Instructions to follow >> Carry on the piece about Chris Owings's 2016 season with the Diamondbacks, picking up after its final sentence below.

The Diamondbacks are going to have a good dilemma on their hands this winter: figuring out where and how to utilize Chris Owings in 2017. Entering the season, it looked like Owings was more or less a lost cause. He was on the active roster because A.J. Pollock wasn’t and his valued was limited to just that of a oh-shit emergency fill-in. Fast-forward a couple of months and we can see that while he’s been up and down at times in 2016, there may be enough present value to really pencil Owings in as a useful player going forward. Were it not for a hot month and a half to end the year, however, we may have been willing to cast Owings aside completely. He’s salvaged something in the last six weeks, finishing strong and forcing us to reconsider him. How has he turned it around and where does he fit going forward? Those are two questions worth exploring.

Splits are always a little tough because the endpoints are usually arbitrary and fluctuations always happen. For Owings, it’s even tougher because he’s dealt with injuries yet again this season, limiting his on-field time. He played in 48 games during the first two months of the season, then played in 13 games total during June and July. Since August, he’s played virtually every day again, which makes accounting for the middle two months of the season nearly impossible. The samples are small and we know there were injury issues. For analysis purposes, they’re not very helpful. In his favor, they were also the two worst months of his season. Casting them aside benefits Owings, even if only slightly.

It’s a golden age for shortstops right now. Corey Seager, Francisco Lindor, Carlos Correa, Addison Russell, Xander Bogaerts. The position is deep, and if there’s a place for Owings, it’s probably right there at shortstop. The median wRC+ sits right at league average among qualified shortstops and Owings, without his two disastrous summer months, is basically on pace. Though he doesn’t hit it over the fence very often, he’s racked up 21 doubles and nine triples in limited action. That’s been good for a ISO of .127, which is just shy of Dustin Pedroia and just above Brandon Phillips. Those guys aren’t who they used to be, but they can still hit the ball enough to be MLB regulars, suggesting Owings might be the same — a functional big leaguer.

And getting back to this level of production hasn’t been a fluke. He’s cut his strikeout rate to a MLB career low and raised his walk rate every so slightly along the way. The progress has come from real growth. Maturity at the plate takes time to develop, and Owings’ injuries have stolen opportunities to grow. But surely, he’s done so, even if it’s taken some time to get there. Observe his plate discipline.

Source excerpt >>

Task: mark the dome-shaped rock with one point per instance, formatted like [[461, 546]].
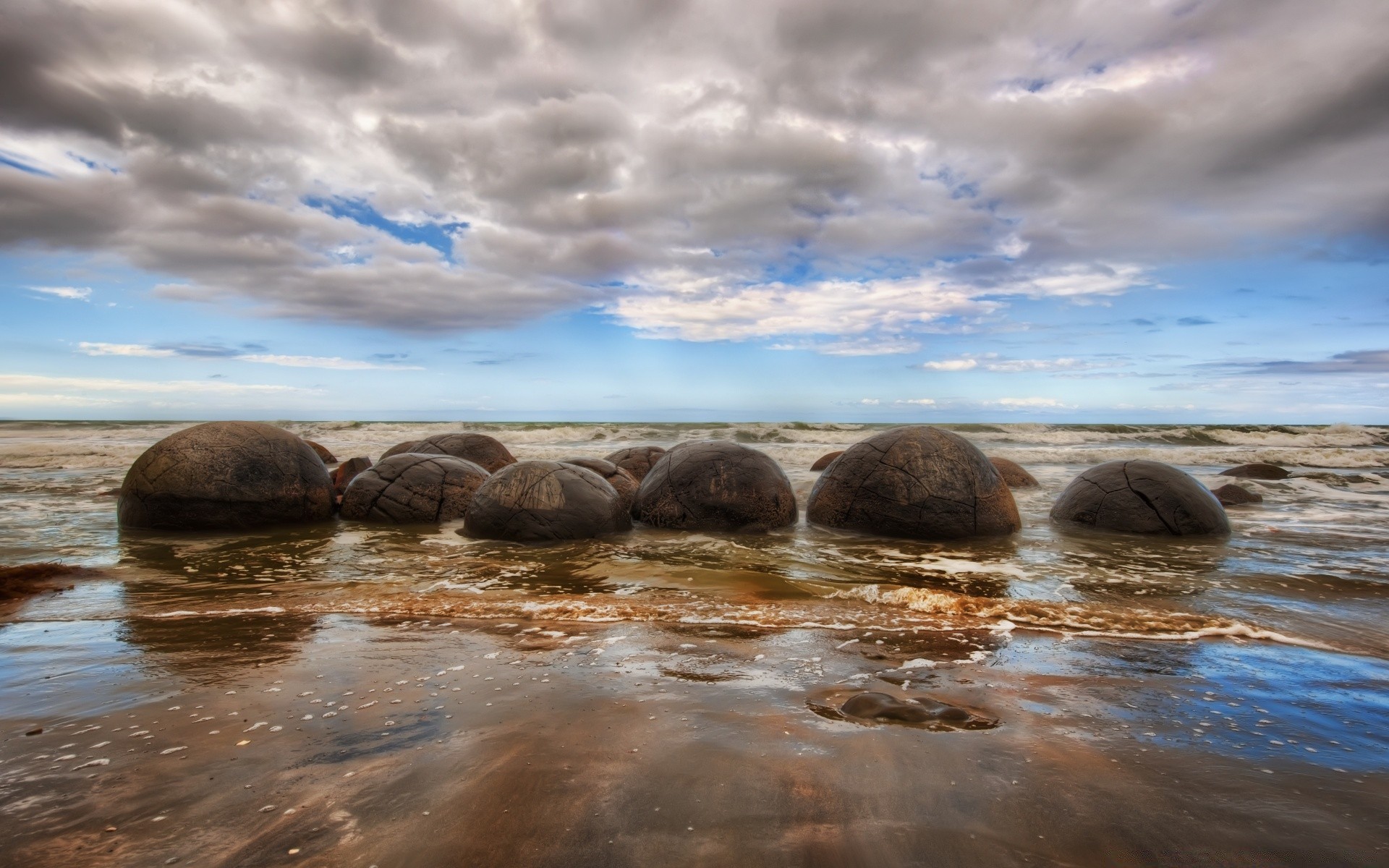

Reply to the exercise >>
Owings is still swinging at a lot of pitches in the zone, and that’s a good thing. He’s making a ton of contact on those pitches, too. But he’s cut his swing rate at pitches out of the zone by a wide margin, which tells us that he’s not chasing as much. He makes a fair amount of contact on those pitches when he does swing, which can be helpful when down in the count with two strikes, but avoiding swinging at those pitches in the first place is valuable. He’s learned to control the zone better and it’s paying off.

Things have changed when Owings makes contact, too. An easy plus runner, he’s letting his legs be an asset for him. He’s matched a career high in steals, but he’s also setting new career marks in infield hits. That’s a function of him hitting the ball on the ground more frequently than ever.


Owings is hitting a few fewer line drives, but that’s a stat that’s rarely stable and shouldn’t concern us. What’s important, however, is that he’s hitting far more balls on the ground and fewer in the air. With below average raw power, that’s a good tradeoff for Owings as he’s more than capable or punching the ball through the hole or hitting it to the left side and beating out the long throw. The decreased launch angle has also resulted in his lowest infield pop up rate of his career. He’s avoiding the automatic outs and the balls most often converted to outs while hitting more balls that have a higher probability of becoming hits. That matches up perfectly with is profile.

There aren’t any gimmicks here. Owings isn’t lucking his way into some huge home run totals. He is recording a lofty BABIP (.349), but it’s backed up to some degree by his shift in batted balls. Add in improved plate discipline and there’s at least some reason to believe he can keep this up. For the record, it’s still a league average line at best, and likely one that’s slightly below average, but if it comes at shortstop or in some kind of super utility role, well, that’s pretty good and still something valuable. He will be arbitration eligible next season for the first time, but his salary should be very manageable.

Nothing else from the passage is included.